* _WORK REQUEST_
Let the answer be the lines from the one with "As a courtesy, could you identify the red" to the end of the entries, copied exactly with both boundary lines kept.

* _ENTRIES SHOWN_
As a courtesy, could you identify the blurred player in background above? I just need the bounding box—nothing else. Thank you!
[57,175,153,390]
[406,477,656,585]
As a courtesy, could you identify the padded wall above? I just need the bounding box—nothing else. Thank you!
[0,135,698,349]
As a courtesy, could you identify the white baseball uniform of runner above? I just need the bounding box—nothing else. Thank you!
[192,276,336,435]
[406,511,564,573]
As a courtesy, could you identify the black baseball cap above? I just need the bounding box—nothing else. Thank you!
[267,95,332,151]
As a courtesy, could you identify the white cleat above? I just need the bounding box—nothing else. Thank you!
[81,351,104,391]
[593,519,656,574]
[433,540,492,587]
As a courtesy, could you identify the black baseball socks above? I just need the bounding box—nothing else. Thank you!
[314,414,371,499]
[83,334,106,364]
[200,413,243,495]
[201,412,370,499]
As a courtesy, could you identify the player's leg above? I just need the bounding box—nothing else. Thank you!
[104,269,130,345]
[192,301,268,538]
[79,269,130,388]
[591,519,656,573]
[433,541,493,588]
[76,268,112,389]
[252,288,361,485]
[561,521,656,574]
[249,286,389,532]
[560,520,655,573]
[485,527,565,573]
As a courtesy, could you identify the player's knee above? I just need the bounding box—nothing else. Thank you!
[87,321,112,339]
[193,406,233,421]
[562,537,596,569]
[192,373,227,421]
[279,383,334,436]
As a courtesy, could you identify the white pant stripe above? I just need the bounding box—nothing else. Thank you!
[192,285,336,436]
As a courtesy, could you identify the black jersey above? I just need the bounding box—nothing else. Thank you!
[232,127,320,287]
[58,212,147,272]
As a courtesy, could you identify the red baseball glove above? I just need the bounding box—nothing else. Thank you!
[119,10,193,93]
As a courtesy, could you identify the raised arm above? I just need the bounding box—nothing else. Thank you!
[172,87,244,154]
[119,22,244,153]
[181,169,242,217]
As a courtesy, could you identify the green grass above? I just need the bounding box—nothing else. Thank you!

* _TASK SOLUTION_
As a courtesy, could you identify the red baseball glove above? I just need the bounding box—nothing else. Thank you!
[119,10,193,93]
As a courtesy, could you identify the raised arm above? I just need the bounding box—nothing else. Thank you!
[172,87,244,154]
[119,22,244,153]
[181,169,242,217]
As a courtesy, could you identify the green grass above? I just need the bounding box—nothing else. Thank you!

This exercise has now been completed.